INSTRUCTION:
Set down every one of the following records line for line, without changing a single character.

-=-=-=-=-

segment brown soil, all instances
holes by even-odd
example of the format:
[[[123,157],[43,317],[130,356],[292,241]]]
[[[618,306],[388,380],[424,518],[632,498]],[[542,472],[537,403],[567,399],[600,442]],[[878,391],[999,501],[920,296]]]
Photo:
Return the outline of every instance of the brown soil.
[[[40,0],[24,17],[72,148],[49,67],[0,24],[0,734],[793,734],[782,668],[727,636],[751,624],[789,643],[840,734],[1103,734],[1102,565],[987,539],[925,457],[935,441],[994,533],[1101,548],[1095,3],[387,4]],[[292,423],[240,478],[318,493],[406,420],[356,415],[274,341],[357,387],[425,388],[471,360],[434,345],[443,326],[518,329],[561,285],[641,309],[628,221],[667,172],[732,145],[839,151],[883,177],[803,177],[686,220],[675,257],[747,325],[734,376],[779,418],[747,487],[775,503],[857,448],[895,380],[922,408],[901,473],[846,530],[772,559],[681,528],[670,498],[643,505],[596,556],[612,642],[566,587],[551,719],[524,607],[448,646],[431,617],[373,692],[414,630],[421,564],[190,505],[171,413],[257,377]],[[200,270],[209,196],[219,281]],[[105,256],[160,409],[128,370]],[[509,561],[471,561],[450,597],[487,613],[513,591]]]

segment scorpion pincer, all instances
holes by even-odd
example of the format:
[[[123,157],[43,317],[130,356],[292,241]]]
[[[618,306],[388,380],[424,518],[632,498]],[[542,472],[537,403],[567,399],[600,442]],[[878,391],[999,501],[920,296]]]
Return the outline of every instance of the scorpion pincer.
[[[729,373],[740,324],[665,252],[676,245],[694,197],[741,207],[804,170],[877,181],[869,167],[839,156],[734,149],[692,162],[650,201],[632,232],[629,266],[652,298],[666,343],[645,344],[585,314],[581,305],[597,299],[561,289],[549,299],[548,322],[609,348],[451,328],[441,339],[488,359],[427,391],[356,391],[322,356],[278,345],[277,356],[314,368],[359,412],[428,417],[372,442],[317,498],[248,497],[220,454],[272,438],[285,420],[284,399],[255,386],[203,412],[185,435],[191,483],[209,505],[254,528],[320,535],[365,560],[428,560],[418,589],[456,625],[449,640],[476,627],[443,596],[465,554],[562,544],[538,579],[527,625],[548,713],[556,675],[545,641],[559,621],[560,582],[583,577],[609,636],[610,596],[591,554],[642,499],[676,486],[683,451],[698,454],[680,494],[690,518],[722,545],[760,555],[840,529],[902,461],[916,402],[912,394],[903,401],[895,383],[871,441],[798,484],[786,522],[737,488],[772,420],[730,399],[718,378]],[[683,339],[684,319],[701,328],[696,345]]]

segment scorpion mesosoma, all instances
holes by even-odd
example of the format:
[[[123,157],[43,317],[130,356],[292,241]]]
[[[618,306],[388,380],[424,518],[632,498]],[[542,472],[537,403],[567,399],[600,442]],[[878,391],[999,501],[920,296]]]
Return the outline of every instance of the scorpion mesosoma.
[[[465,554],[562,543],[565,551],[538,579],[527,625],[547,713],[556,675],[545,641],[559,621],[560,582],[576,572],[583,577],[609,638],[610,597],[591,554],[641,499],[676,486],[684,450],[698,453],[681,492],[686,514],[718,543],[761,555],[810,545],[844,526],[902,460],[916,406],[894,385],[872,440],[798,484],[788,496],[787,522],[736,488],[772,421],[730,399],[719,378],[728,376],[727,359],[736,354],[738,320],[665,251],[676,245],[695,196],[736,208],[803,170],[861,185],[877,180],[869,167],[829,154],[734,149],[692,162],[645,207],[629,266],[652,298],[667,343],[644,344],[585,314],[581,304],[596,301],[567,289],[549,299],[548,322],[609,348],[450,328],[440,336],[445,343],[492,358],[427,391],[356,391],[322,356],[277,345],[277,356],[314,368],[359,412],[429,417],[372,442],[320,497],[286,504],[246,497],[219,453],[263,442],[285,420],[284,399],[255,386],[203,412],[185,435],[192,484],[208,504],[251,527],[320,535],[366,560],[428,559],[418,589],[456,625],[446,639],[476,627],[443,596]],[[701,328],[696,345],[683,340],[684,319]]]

-=-=-=-=-

ANSWER TO THIS EXERCISE:
segment brown soil, all instances
holes by even-odd
example of the format:
[[[123,157],[43,317],[130,356],[292,241]]]
[[[618,306],[388,380],[424,518],[632,498]],[[542,472],[537,403],[567,399],[600,442]],[[878,391],[999,501],[920,296]]]
Photo:
Return the outline of every instance of the brown soil.
[[[40,0],[24,17],[72,148],[49,67],[0,24],[0,734],[793,734],[782,668],[727,636],[751,624],[789,643],[840,734],[1103,734],[1102,565],[987,539],[925,457],[935,441],[994,533],[1101,548],[1095,3],[387,4]],[[292,423],[240,478],[318,493],[406,420],[356,415],[274,341],[357,387],[425,388],[471,360],[434,345],[443,326],[518,329],[561,285],[641,309],[628,221],[667,172],[732,145],[839,151],[883,177],[803,177],[686,220],[675,257],[747,325],[734,376],[779,418],[747,487],[775,503],[857,448],[895,380],[922,408],[901,473],[846,530],[772,559],[681,528],[670,498],[643,505],[596,556],[612,642],[566,587],[551,719],[524,607],[448,646],[431,617],[373,692],[414,630],[421,564],[190,505],[171,413],[257,377]],[[200,270],[209,196],[219,281]],[[105,256],[160,409],[128,370]],[[509,561],[471,561],[450,597],[487,613],[513,591]]]

segment scorpion pincer, all instances
holes by even-odd
example of the format:
[[[123,157],[43,317],[130,356],[292,241]]]
[[[618,306],[388,380],[424,518],[632,498]],[[542,472],[537,403],[567,399],[600,442]],[[878,391],[999,501],[920,296]]]
Return the outline of every instance of the scorpion pincer.
[[[729,373],[740,324],[665,252],[676,245],[694,197],[741,207],[804,170],[877,181],[869,167],[839,156],[734,149],[692,162],[650,201],[632,232],[629,266],[652,298],[666,343],[645,344],[585,314],[581,305],[597,299],[561,289],[549,299],[548,322],[609,348],[451,328],[441,339],[488,359],[427,391],[356,391],[322,356],[278,345],[277,356],[314,368],[359,412],[428,417],[372,442],[317,498],[248,497],[220,454],[272,438],[285,420],[284,399],[255,386],[203,412],[185,435],[191,483],[209,505],[254,528],[320,535],[365,560],[428,560],[418,589],[456,625],[449,640],[476,627],[443,596],[465,554],[562,544],[538,579],[527,625],[548,713],[556,675],[545,641],[559,621],[560,582],[583,577],[609,636],[610,596],[591,554],[642,499],[676,486],[683,451],[698,454],[680,494],[690,518],[722,545],[760,555],[840,529],[902,461],[916,402],[912,394],[903,401],[895,383],[871,441],[798,484],[786,522],[737,488],[772,420],[730,399],[718,378]],[[683,339],[684,319],[701,328],[696,345]]]

segment scorpion mesosoma, all instances
holes by even-odd
example of the format:
[[[123,157],[43,317],[130,356],[292,241]]]
[[[618,306],[388,380],[424,518],[632,498]],[[542,472],[537,403],[567,399],[600,442]],[[878,391],[999,501],[920,296]]]
Return the outline of every instance of the scorpion mesosoma.
[[[465,554],[562,543],[565,551],[538,579],[527,625],[547,713],[556,675],[545,641],[559,621],[560,582],[576,572],[583,577],[609,638],[610,597],[591,554],[641,499],[676,486],[684,450],[698,453],[681,492],[686,514],[718,543],[761,555],[810,545],[844,526],[902,460],[916,406],[894,385],[872,440],[798,484],[788,496],[787,522],[736,488],[772,421],[730,399],[719,378],[728,376],[727,359],[736,354],[738,320],[665,251],[676,245],[695,196],[736,208],[803,170],[861,185],[877,180],[869,167],[829,154],[734,149],[692,162],[645,207],[629,266],[652,298],[667,343],[644,344],[585,314],[581,304],[596,301],[567,289],[549,299],[548,322],[609,348],[450,328],[440,336],[445,343],[492,358],[427,391],[356,391],[322,356],[277,345],[277,356],[314,368],[359,412],[429,417],[372,442],[320,497],[286,504],[246,497],[219,453],[263,442],[285,420],[284,399],[255,386],[203,412],[185,435],[192,484],[208,504],[251,527],[320,535],[366,560],[428,559],[418,589],[456,625],[446,639],[476,627],[443,596]],[[701,328],[696,345],[683,340],[684,319]]]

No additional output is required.